• TEXTE FOURNI
^^^^^^^^^^^^^^^^
Théâtre

L’Écriture ou la vie

Jorge Semprún — Jean-Baptiste Sastre & Hiam Abbass

Plonger dans L’Écriture ou la vie de Jorge Semprún, « survivant » du camp de concentration de Buchenwald, c’est se fondre dans les abîmes de la mémoire et l’histoire sanglante du XXe siècle qui a englouti des millions d’êtres humains. Durant cette période, l’Histoire a révélé tant de forces néfastes et maléfiques, qu’aujourd’hui encore nous en constatons les retombées dans le monde entier. « Le Mal Absolu a survécu à Auschwitz » disait Elie Wiesel. La victoire des démocraties ne l’a pas arrêté. Choisir de porter ce texte sur scène est une tentative de protéger cette mémoire constamment menacée d’un oubli inadmissible, celle des disparus et des revenants.

Travailler L’Écriture ou la vie, c’est plonger dans les affres de l’Histoire sanglante du XXe siècle que Jorge Semprún et bien d’autres ont traversée, dont certains ne sont jamais revenus.
Le XXe siècle a été certainement l’un des siècles les plus violents de l’Histoire. Il a révélé, libéré et déchaîné tant de forces néfastes, qu’aujourd’hui encore, le monde en ressent les secousses et les retombées. La planète est devenue semblable à un petit village traversé par des courants terribles, terrifiants. Il existe encore après le fascisme, la haine raciale, le fanatisme, la purification ethnique et les nationalismes exacerbés.
Le mal a ainsi survécu à Auschwitz, à l’abomination nazie.
La victoire des démocraties n’a pas arrêté le mal absolu.
^^^^^^^^^^^^^^^^
• LIGNES EXTRAITES
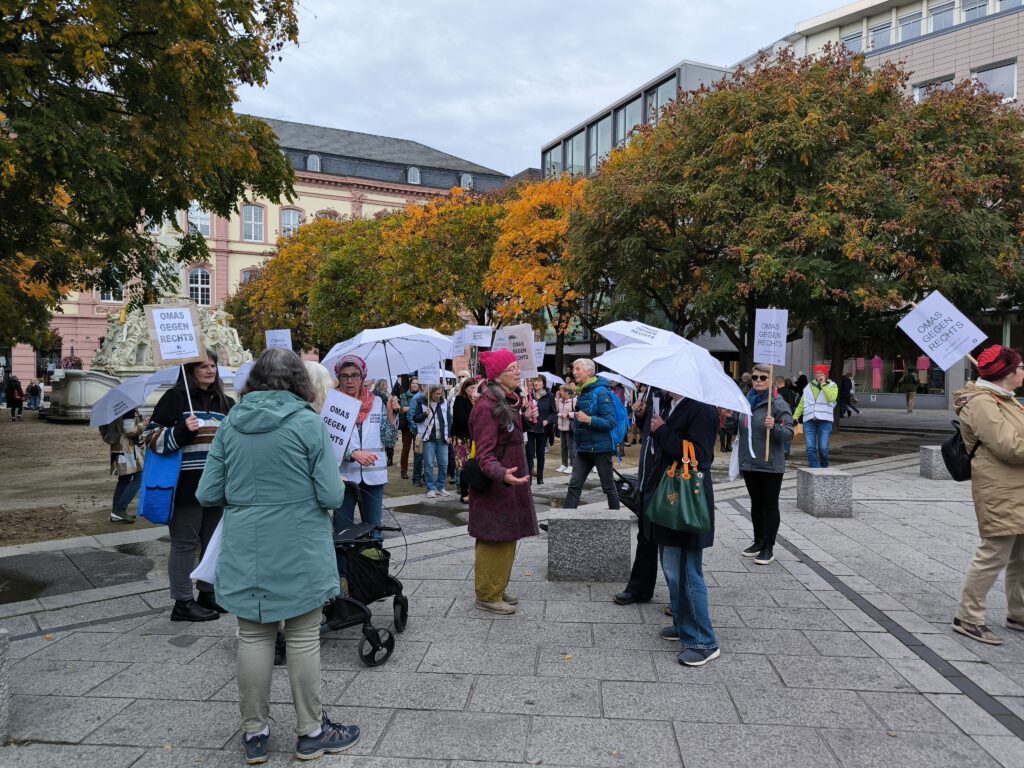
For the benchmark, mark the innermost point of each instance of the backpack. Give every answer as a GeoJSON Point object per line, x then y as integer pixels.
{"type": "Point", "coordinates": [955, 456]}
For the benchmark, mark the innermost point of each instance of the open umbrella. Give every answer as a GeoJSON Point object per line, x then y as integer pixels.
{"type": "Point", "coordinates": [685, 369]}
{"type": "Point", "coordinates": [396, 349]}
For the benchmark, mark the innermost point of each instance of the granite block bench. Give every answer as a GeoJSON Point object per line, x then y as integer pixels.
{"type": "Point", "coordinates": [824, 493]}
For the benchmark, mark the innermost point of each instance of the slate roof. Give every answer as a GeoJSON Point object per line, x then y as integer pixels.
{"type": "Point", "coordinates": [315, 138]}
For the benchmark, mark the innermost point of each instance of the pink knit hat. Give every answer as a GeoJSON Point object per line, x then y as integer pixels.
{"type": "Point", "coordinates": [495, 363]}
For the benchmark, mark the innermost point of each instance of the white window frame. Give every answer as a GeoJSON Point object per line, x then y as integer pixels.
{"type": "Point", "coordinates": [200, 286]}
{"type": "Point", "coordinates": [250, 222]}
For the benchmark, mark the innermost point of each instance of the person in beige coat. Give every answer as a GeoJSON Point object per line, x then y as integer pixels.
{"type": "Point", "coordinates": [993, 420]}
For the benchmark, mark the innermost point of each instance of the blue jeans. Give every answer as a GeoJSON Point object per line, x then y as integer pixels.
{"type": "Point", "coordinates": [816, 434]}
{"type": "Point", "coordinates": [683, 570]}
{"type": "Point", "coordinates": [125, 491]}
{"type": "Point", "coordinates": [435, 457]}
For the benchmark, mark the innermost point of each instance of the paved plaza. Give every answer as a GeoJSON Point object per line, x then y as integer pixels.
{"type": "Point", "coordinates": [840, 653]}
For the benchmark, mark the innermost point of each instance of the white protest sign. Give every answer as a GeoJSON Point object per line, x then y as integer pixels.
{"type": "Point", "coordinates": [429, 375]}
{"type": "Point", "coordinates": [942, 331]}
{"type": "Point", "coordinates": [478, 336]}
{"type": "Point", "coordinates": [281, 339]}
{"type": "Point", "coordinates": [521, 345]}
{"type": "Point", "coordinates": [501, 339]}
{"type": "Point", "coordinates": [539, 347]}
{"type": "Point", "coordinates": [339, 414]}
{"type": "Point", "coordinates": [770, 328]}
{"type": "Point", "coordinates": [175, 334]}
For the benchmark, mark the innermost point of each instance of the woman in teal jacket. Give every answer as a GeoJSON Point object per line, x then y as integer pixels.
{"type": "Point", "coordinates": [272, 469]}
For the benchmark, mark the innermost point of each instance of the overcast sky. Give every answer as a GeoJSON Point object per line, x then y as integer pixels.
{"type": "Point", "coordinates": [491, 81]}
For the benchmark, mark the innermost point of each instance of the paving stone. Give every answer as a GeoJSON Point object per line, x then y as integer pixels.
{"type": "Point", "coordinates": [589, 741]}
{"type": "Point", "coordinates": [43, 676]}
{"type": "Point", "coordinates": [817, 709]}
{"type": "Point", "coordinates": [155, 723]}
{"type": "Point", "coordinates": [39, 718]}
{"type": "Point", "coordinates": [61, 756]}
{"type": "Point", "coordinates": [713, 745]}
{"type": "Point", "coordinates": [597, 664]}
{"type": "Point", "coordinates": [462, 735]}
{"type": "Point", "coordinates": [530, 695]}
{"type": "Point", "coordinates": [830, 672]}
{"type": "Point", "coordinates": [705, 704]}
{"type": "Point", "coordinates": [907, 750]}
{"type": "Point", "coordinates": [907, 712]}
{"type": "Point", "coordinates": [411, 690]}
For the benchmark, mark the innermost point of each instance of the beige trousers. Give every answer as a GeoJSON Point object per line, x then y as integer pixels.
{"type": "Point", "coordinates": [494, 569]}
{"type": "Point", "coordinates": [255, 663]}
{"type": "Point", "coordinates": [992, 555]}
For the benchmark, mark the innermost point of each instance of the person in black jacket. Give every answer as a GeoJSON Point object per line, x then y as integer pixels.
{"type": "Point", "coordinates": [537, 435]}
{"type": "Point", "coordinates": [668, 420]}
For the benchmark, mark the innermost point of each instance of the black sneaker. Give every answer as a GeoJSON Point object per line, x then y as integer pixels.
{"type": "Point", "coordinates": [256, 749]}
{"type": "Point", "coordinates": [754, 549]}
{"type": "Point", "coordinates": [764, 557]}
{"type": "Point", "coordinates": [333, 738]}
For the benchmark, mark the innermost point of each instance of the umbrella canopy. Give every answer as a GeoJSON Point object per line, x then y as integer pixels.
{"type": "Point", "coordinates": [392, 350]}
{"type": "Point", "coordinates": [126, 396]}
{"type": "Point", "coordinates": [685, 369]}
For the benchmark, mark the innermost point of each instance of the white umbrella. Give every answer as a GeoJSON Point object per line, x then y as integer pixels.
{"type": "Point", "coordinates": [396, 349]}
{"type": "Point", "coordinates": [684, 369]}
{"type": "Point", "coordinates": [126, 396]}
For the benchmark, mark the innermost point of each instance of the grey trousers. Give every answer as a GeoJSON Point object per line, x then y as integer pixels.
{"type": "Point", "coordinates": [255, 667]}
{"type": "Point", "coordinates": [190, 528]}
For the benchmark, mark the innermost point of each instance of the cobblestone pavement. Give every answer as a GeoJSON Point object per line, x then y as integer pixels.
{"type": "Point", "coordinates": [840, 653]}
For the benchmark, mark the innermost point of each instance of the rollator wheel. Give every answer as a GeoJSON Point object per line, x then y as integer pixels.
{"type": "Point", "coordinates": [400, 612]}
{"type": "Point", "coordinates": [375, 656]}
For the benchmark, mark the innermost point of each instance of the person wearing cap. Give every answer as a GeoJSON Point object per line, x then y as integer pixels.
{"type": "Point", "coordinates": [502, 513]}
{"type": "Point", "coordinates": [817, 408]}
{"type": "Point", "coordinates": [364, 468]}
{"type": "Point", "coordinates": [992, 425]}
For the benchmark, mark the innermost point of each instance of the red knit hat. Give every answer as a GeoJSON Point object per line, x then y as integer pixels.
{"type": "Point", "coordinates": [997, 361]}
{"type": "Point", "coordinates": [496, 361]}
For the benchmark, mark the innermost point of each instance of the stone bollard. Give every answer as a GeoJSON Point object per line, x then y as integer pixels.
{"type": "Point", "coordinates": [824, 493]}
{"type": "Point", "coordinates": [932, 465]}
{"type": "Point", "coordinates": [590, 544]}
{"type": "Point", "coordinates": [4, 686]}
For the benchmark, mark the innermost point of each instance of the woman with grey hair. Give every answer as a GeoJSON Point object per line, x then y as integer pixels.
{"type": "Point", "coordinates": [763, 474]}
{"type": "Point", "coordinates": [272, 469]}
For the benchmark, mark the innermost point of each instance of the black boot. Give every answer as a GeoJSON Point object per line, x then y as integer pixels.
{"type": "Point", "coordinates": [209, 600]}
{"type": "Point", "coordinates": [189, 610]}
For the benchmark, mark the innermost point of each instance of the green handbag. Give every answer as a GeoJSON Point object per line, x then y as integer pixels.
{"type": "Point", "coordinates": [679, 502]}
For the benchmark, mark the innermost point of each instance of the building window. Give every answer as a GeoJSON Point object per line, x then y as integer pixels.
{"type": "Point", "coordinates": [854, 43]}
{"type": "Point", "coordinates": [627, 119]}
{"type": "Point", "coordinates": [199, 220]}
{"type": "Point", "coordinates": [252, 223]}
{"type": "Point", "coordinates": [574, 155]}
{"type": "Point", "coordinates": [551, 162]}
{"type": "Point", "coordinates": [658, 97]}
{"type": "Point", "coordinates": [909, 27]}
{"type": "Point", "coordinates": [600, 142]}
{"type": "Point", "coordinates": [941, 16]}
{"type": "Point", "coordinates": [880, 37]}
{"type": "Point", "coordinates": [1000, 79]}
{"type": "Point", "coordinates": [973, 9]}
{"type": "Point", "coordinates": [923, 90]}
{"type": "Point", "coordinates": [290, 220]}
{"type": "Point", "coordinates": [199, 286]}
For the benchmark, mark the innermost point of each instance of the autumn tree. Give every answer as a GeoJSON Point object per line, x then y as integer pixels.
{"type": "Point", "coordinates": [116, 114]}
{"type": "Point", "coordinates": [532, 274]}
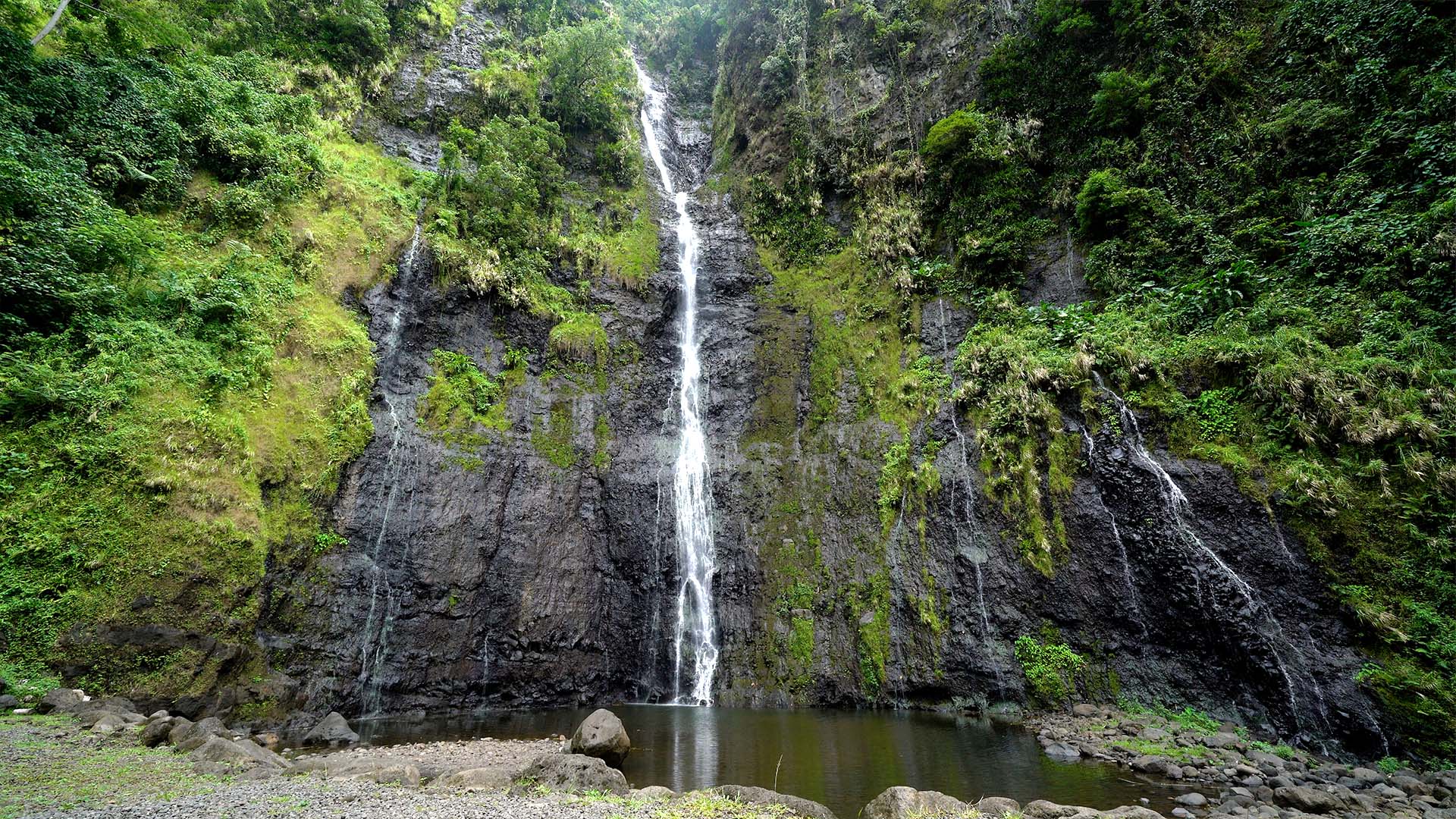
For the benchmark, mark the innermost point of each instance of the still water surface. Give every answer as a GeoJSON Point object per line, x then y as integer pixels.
^^^^^^^^^^^^^^^^
• EXERCICES
[A] Extrayez du texte sur L’Écriture ou la vie le passage allant de « Le XXe siècle » à « le mal absolu. », ces deux bornes comprises.
[B] Les affirmations suivantes sont-elles conformes au texte sur L’Écriture ou la vie ? Pour chacune, répondez par oui ou par non et citez à l’identique les mots du texte qui tranchent. (i) Jorge Semprún a survécu au camp de concentration de Buchenwald. (ii) La victoire des démocraties a mis fin au mal absolu. (iii) Le XXe siècle compte parmi les siècles les plus violents de l’Histoire.
[C] Poursuivez le texte sur L’Écriture ou la vie en repartant juste après sa dernière phrase.

• RÉPONSES DANS L’ORDRE
[A]
Le XXe siècle a été certainement l’un des siècles les plus violents de l’Histoire. Il a révélé, libéré et déchaîné tant de forces néfastes, qu’aujourd’hui encore, le monde en ressent les secousses et les retombées. La planète est devenue semblable à un petit village traversé par des courants terribles, terrifiants. Il existe encore après le fascisme, la haine raciale, le fanatisme, la purification ethnique et les nationalismes exacerbés.
Le mal a ainsi survécu à Auschwitz, à l’abomination nazie.
La victoire des démocraties n’a pas arrêté le mal absolu.

[B]
(i) Oui : “Jorge Semprún, « survivant » du camp de concentration de Buchenwald”.
(ii) Non : “La victoire des démocraties n’a pas arrêté le mal absolu.”
(iii) Oui : “Le XXe siècle a été certainement l’un des siècles les plus violents de l’Histoire.”

[C]
Aussi, porter ce texte à la scène est une tentative de protéger la mémoire des disparus et des revenants, constamment menacée d’un « oubli inadmissible ».
Pour ne jamais oublier. Mais se pose aujourd’hui la question du témoignage.
Comment peut-on raconter quand tous les survivants auront disparu, quand les victimes et les martyrs auront glissé dans le silence de l’Histoire ?
La question est d’autant plus obsédante lorsque soi-même on n’a pas fait l’expérience des camps.
Peu de temps après la libération du camp de Buchenwald, Jorge Semprún évoque avec ses camarades la nécessité de l’artifice et de la fiction pour que le récit puisse être entendu, partagé et reçu :

« Voudra-t-on écouter nos histoires, même si elles sont bien racontées ? […]
– Ça veut dire quoi, « bien racontées » ? S’indigne quelqu’un.
Il faut dire les choses comme elles sont, sans artifices ! […]
– Raconter bien, ça veut dire : de façon à être entendus. On n’y parviendra pas sans un peu d’artifice. Suffisamment d’artifice pour que ça devienne de l’art ! […] La vérité que nous avons à dire […] n’est pas aisément crédible… Elle est même inimaginable… Comment raconter une vérité peu crédible, comment susciter l’imagination de l’inimaginable, si ce n’est en élaborant, en travaillant la réalité.
Avec un peu d’artifice, donc ! » Jorge Semprún, L’Écriture ou la vie

Voilà, c’est peut-être un début, un « possible ».
Pour conclure, je souhaiterais citer ces quelques mots d’un entretien entre Jorge Semprún et Eli Weisel :

« Se taire est interdit, parler est impossible »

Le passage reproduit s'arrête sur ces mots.